What you will do >>
All lines from the one containing "[[152, 877], [305, 217], [565, 720]]" down to the one containing "[[262, 720], [577, 2]]", both ends included, are to be given again exactly; omit the rest of the listing below.

Information >>
^^^^^^^^
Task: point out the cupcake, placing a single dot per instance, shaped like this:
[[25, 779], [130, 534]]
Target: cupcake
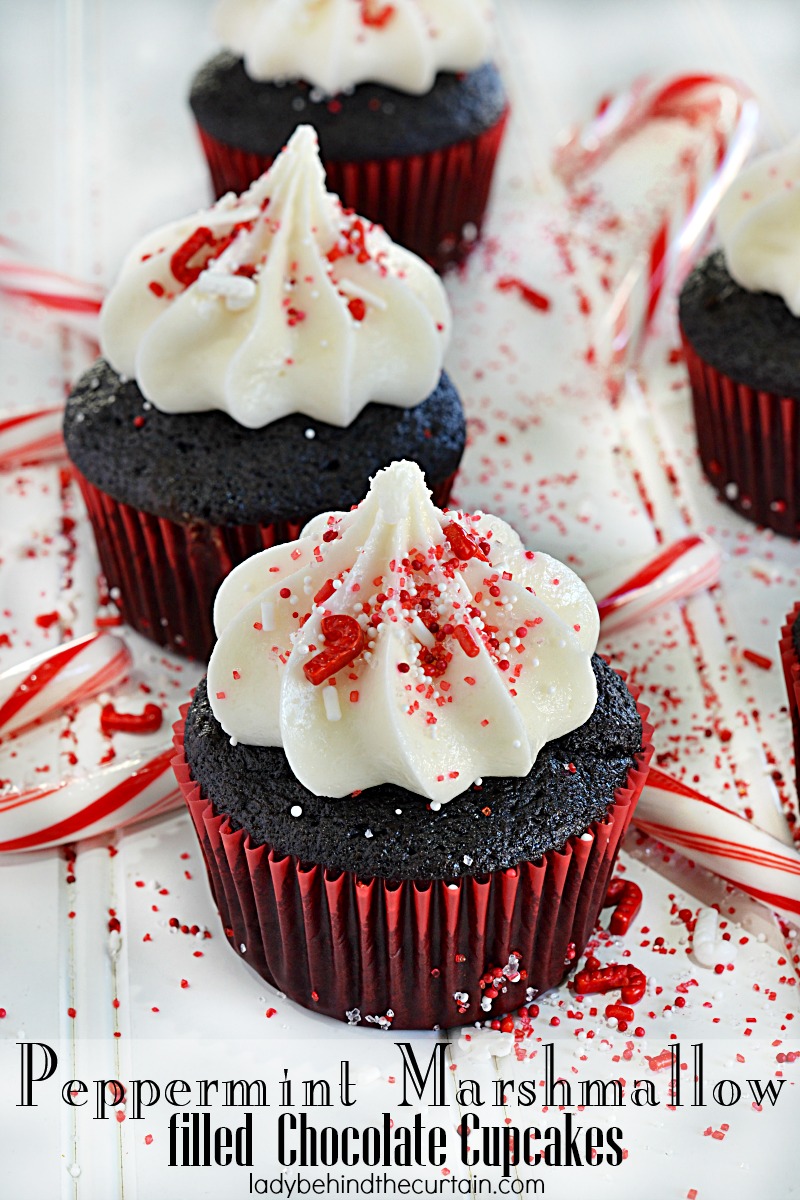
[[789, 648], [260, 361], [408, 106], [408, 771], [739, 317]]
^^^^^^^^
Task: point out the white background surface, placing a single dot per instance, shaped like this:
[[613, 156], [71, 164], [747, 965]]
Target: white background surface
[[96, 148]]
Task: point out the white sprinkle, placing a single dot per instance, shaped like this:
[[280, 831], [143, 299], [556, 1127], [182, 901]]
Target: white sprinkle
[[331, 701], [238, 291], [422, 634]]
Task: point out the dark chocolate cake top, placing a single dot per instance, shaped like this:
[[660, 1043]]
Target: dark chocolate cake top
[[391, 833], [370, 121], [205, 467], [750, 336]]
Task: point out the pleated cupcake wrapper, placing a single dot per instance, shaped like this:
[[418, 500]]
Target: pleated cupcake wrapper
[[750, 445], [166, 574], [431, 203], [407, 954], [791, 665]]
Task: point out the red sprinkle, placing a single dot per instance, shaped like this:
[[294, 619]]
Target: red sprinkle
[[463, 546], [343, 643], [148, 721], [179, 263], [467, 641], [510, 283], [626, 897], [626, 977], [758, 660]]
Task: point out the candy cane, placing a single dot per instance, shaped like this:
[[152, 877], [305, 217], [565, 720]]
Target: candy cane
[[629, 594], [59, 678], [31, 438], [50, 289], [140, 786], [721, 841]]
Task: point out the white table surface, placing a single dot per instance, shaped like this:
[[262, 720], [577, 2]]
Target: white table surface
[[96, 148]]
^^^^^^^^
Answer to the exercise >>
[[152, 877], [305, 217], [565, 720]]
Target: candy cane
[[629, 594], [59, 678], [31, 438], [50, 289], [140, 786], [721, 841]]
Task: point out the white table surface, placing a single dot per instance, shaped like this:
[[262, 720], [577, 2]]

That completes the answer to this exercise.